## START Extracted material

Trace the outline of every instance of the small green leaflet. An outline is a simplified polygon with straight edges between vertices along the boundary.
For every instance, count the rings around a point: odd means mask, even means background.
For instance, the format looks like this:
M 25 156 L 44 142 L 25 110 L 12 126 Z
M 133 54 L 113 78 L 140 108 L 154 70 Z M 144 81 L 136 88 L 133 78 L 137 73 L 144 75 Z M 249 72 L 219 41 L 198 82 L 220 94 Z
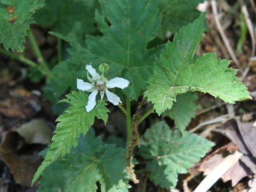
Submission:
M 76 23 L 80 22 L 83 30 L 76 34 L 76 38 L 82 42 L 85 34 L 96 29 L 94 12 L 99 6 L 97 0 L 46 0 L 45 6 L 35 14 L 35 20 L 63 35 L 67 35 Z
M 195 117 L 196 109 L 195 100 L 197 98 L 196 94 L 190 92 L 178 95 L 172 108 L 163 114 L 164 116 L 168 116 L 174 120 L 175 125 L 182 134 L 191 119 Z
M 108 77 L 123 77 L 131 83 L 123 91 L 137 100 L 148 85 L 153 73 L 154 60 L 163 46 L 147 49 L 160 26 L 157 0 L 99 0 L 96 10 L 98 28 L 103 36 L 86 35 L 86 45 L 74 45 L 69 61 L 84 66 L 92 62 L 94 68 L 105 61 L 110 67 Z M 59 35 L 59 36 L 60 35 Z
M 201 12 L 196 9 L 203 0 L 160 0 L 159 15 L 162 17 L 158 36 L 164 38 L 166 33 L 174 33 L 193 22 Z
M 171 131 L 164 121 L 147 129 L 140 138 L 140 154 L 149 160 L 147 169 L 149 179 L 162 188 L 173 188 L 178 173 L 186 173 L 188 169 L 205 155 L 214 144 L 196 134 L 178 130 Z
M 126 172 L 125 149 L 102 143 L 92 128 L 79 139 L 70 153 L 46 168 L 37 192 L 128 192 L 129 176 Z
M 107 105 L 105 102 L 102 101 L 98 108 L 88 113 L 85 109 L 88 95 L 84 92 L 78 93 L 73 91 L 66 97 L 67 99 L 60 102 L 67 102 L 71 106 L 56 120 L 59 123 L 54 131 L 55 134 L 52 139 L 53 142 L 51 148 L 47 152 L 44 161 L 35 174 L 32 185 L 47 166 L 55 161 L 58 157 L 63 157 L 67 153 L 70 153 L 72 146 L 76 147 L 77 138 L 81 133 L 84 135 L 86 134 L 89 127 L 93 124 L 95 117 L 102 119 L 105 124 L 108 120 L 107 113 L 109 110 L 105 107 Z
M 155 61 L 154 74 L 144 95 L 158 115 L 171 108 L 177 95 L 188 91 L 208 93 L 230 103 L 251 98 L 236 77 L 237 70 L 228 68 L 229 61 L 217 59 L 215 53 L 210 53 L 194 63 L 196 47 L 203 38 L 204 16 L 176 33 L 173 42 L 167 43 L 166 52 Z
M 43 0 L 1 0 L 0 1 L 0 43 L 9 51 L 22 52 L 25 49 L 27 30 L 30 23 L 35 23 L 32 15 L 35 10 L 44 6 Z M 8 6 L 14 8 L 10 13 Z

## END Extracted material

Print the records word for word and exclude any picture they hold.

The response:
Trace the outline of every instance of the small green leaflet. An outline is a simplified polygon with straight edges between vertices along the boundary.
For every instance, count the rings around a point: odd means mask, even means background.
For instance, the format looks like this:
M 25 156 L 44 142 L 25 110 L 12 126 Z
M 133 54 L 113 78 L 140 108 L 154 70 Z M 144 81 L 136 88 L 133 78 L 137 73 L 144 75 Z M 249 72 L 219 41 L 198 82 L 220 94 Z
Submission:
M 76 23 L 80 22 L 83 30 L 76 34 L 76 38 L 82 42 L 85 34 L 96 29 L 94 12 L 99 6 L 97 0 L 46 0 L 45 6 L 35 14 L 35 20 L 63 35 L 67 35 Z
M 195 117 L 196 109 L 195 100 L 197 98 L 196 94 L 190 92 L 178 95 L 172 108 L 163 114 L 164 116 L 168 116 L 174 120 L 175 125 L 182 134 L 191 119 Z
M 108 77 L 123 77 L 131 83 L 123 91 L 137 100 L 148 85 L 153 73 L 154 60 L 163 46 L 147 49 L 160 26 L 157 0 L 99 0 L 96 10 L 98 28 L 103 36 L 86 35 L 86 45 L 74 45 L 69 61 L 84 66 L 92 62 L 94 68 L 105 61 L 110 67 Z M 59 35 L 59 36 L 60 35 Z
M 201 12 L 196 9 L 203 0 L 160 0 L 159 15 L 162 17 L 158 36 L 164 38 L 166 33 L 174 33 L 193 22 Z
M 171 131 L 164 121 L 147 129 L 140 138 L 140 154 L 149 160 L 147 169 L 149 179 L 162 188 L 173 188 L 178 173 L 186 173 L 188 169 L 205 155 L 214 144 L 196 134 L 178 130 Z
M 126 172 L 125 149 L 102 143 L 92 128 L 79 139 L 70 153 L 46 168 L 37 192 L 128 192 L 129 176 Z
M 107 105 L 105 102 L 102 101 L 98 108 L 88 113 L 85 109 L 88 95 L 84 92 L 78 93 L 73 91 L 66 97 L 67 99 L 60 102 L 67 102 L 71 106 L 56 120 L 59 123 L 54 131 L 55 134 L 52 139 L 53 142 L 51 148 L 47 152 L 44 161 L 35 174 L 32 185 L 47 166 L 55 161 L 58 157 L 63 157 L 67 153 L 70 153 L 72 146 L 76 147 L 77 138 L 81 133 L 84 135 L 86 134 L 89 127 L 93 124 L 95 117 L 102 119 L 105 124 L 108 120 L 107 113 L 109 110 L 105 107 Z
M 155 61 L 154 74 L 144 95 L 158 115 L 171 108 L 177 95 L 188 91 L 208 93 L 230 103 L 251 98 L 236 77 L 237 70 L 228 68 L 229 61 L 217 59 L 215 53 L 210 53 L 194 63 L 196 47 L 203 38 L 204 16 L 176 33 L 173 42 L 167 43 L 166 52 Z
M 43 0 L 1 0 L 0 1 L 0 43 L 9 51 L 22 52 L 25 49 L 27 30 L 30 23 L 35 23 L 32 15 L 35 10 L 44 6 Z M 8 6 L 14 8 L 10 13 Z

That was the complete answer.